→ **DATA PROVIDED**
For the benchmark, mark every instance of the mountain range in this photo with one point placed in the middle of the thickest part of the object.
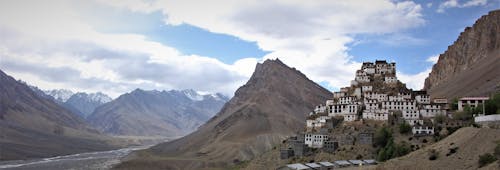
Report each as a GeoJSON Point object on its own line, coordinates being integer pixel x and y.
{"type": "Point", "coordinates": [32, 126]}
{"type": "Point", "coordinates": [156, 113]}
{"type": "Point", "coordinates": [82, 104]}
{"type": "Point", "coordinates": [470, 66]}
{"type": "Point", "coordinates": [273, 104]}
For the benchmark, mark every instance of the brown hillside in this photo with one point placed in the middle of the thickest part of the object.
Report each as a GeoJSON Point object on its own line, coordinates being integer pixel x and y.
{"type": "Point", "coordinates": [34, 127]}
{"type": "Point", "coordinates": [470, 66]}
{"type": "Point", "coordinates": [470, 143]}
{"type": "Point", "coordinates": [272, 105]}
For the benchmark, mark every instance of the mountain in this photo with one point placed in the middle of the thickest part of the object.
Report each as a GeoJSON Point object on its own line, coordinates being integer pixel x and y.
{"type": "Point", "coordinates": [85, 103]}
{"type": "Point", "coordinates": [272, 105]}
{"type": "Point", "coordinates": [470, 66]}
{"type": "Point", "coordinates": [468, 144]}
{"type": "Point", "coordinates": [156, 113]}
{"type": "Point", "coordinates": [61, 95]}
{"type": "Point", "coordinates": [32, 126]}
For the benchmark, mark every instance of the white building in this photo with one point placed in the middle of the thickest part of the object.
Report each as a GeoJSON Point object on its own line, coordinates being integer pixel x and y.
{"type": "Point", "coordinates": [340, 109]}
{"type": "Point", "coordinates": [390, 80]}
{"type": "Point", "coordinates": [362, 79]}
{"type": "Point", "coordinates": [329, 102]}
{"type": "Point", "coordinates": [402, 105]}
{"type": "Point", "coordinates": [411, 114]}
{"type": "Point", "coordinates": [318, 122]}
{"type": "Point", "coordinates": [423, 99]}
{"type": "Point", "coordinates": [315, 140]}
{"type": "Point", "coordinates": [376, 96]}
{"type": "Point", "coordinates": [357, 92]}
{"type": "Point", "coordinates": [471, 101]}
{"type": "Point", "coordinates": [429, 113]}
{"type": "Point", "coordinates": [337, 95]}
{"type": "Point", "coordinates": [415, 122]}
{"type": "Point", "coordinates": [320, 109]}
{"type": "Point", "coordinates": [366, 88]}
{"type": "Point", "coordinates": [371, 104]}
{"type": "Point", "coordinates": [382, 115]}
{"type": "Point", "coordinates": [396, 98]}
{"type": "Point", "coordinates": [346, 100]}
{"type": "Point", "coordinates": [350, 117]}
{"type": "Point", "coordinates": [368, 68]}
{"type": "Point", "coordinates": [422, 130]}
{"type": "Point", "coordinates": [406, 96]}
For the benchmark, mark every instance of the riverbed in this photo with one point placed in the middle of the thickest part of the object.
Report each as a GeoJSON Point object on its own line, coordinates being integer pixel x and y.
{"type": "Point", "coordinates": [83, 161]}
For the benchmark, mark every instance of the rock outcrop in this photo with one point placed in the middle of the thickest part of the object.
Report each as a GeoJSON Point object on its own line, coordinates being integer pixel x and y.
{"type": "Point", "coordinates": [272, 105]}
{"type": "Point", "coordinates": [33, 127]}
{"type": "Point", "coordinates": [156, 113]}
{"type": "Point", "coordinates": [471, 66]}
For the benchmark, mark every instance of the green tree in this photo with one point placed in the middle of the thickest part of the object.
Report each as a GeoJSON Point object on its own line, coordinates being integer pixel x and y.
{"type": "Point", "coordinates": [492, 106]}
{"type": "Point", "coordinates": [454, 104]}
{"type": "Point", "coordinates": [382, 136]}
{"type": "Point", "coordinates": [401, 149]}
{"type": "Point", "coordinates": [440, 118]}
{"type": "Point", "coordinates": [404, 128]}
{"type": "Point", "coordinates": [497, 150]}
{"type": "Point", "coordinates": [486, 159]}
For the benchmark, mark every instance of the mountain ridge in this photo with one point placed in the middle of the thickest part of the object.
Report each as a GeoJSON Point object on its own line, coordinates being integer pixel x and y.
{"type": "Point", "coordinates": [34, 127]}
{"type": "Point", "coordinates": [273, 104]}
{"type": "Point", "coordinates": [157, 113]}
{"type": "Point", "coordinates": [469, 67]}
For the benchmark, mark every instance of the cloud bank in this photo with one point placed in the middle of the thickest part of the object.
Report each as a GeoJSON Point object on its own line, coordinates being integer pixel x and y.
{"type": "Point", "coordinates": [50, 45]}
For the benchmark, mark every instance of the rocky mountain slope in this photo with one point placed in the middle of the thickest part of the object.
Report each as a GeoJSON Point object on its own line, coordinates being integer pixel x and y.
{"type": "Point", "coordinates": [273, 104]}
{"type": "Point", "coordinates": [156, 113]}
{"type": "Point", "coordinates": [85, 104]}
{"type": "Point", "coordinates": [61, 95]}
{"type": "Point", "coordinates": [32, 126]}
{"type": "Point", "coordinates": [82, 104]}
{"type": "Point", "coordinates": [469, 67]}
{"type": "Point", "coordinates": [468, 144]}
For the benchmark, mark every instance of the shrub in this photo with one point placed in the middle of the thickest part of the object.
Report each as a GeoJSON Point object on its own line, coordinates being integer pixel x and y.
{"type": "Point", "coordinates": [382, 136]}
{"type": "Point", "coordinates": [433, 154]}
{"type": "Point", "coordinates": [497, 151]}
{"type": "Point", "coordinates": [404, 128]}
{"type": "Point", "coordinates": [440, 118]}
{"type": "Point", "coordinates": [486, 159]}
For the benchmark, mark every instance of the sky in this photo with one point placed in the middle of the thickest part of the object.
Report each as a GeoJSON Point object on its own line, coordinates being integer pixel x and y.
{"type": "Point", "coordinates": [116, 46]}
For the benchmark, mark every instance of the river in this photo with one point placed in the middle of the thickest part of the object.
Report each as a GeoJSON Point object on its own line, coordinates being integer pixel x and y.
{"type": "Point", "coordinates": [81, 161]}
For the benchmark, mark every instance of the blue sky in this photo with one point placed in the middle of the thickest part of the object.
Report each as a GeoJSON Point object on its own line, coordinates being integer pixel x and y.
{"type": "Point", "coordinates": [117, 46]}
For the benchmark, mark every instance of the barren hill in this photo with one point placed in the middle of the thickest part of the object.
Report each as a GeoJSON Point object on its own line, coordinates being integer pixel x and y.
{"type": "Point", "coordinates": [468, 142]}
{"type": "Point", "coordinates": [32, 126]}
{"type": "Point", "coordinates": [469, 67]}
{"type": "Point", "coordinates": [270, 106]}
{"type": "Point", "coordinates": [156, 113]}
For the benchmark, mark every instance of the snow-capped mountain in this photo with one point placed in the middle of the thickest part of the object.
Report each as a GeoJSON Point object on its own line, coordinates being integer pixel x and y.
{"type": "Point", "coordinates": [87, 103]}
{"type": "Point", "coordinates": [61, 95]}
{"type": "Point", "coordinates": [166, 113]}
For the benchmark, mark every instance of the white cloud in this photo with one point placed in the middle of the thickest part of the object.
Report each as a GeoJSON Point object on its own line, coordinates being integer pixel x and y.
{"type": "Point", "coordinates": [47, 45]}
{"type": "Point", "coordinates": [415, 81]}
{"type": "Point", "coordinates": [455, 4]}
{"type": "Point", "coordinates": [310, 36]}
{"type": "Point", "coordinates": [433, 59]}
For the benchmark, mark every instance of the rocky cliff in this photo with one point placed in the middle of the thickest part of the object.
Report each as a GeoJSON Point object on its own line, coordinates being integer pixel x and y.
{"type": "Point", "coordinates": [273, 104]}
{"type": "Point", "coordinates": [471, 65]}
{"type": "Point", "coordinates": [156, 113]}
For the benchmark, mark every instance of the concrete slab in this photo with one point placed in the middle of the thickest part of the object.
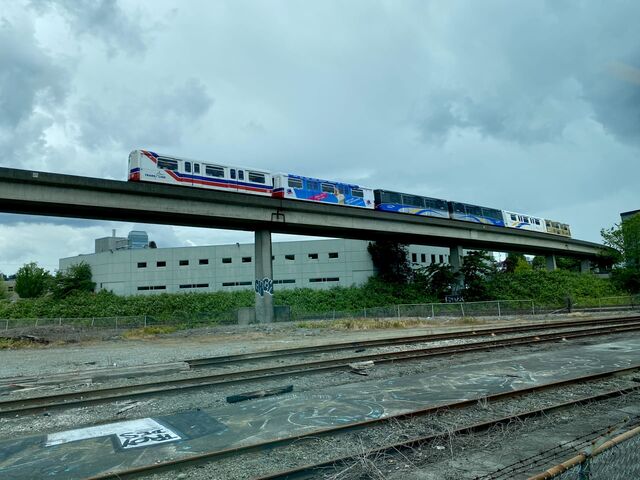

→ **WHAT YOU SHOULD DO**
Locate every line in the material above that contains the word "mountain" and copy each of those lines in full.

→ **SOLUTION TO THIS TASK**
For the benchmark, mark every instance of the mountain range in this photo with one point placed in the middle of the thickest part of the object.
For the benchmark, mark every instance of the mountain in this photo with one point placed in the middle of the thickest part of the object.
For the benchmark, mark every instance of the mountain ridge in this photo with one point placed in the middle of the thickest part of the object.
For the benchmark, mark every instance of the rocky mountain slope in this photo with one point placed in the middle of the thickest part of the object.
For the benchmark, mark every instance of the snow-capped mountain in this photo with one point placed in the middle of the thickest part of the object.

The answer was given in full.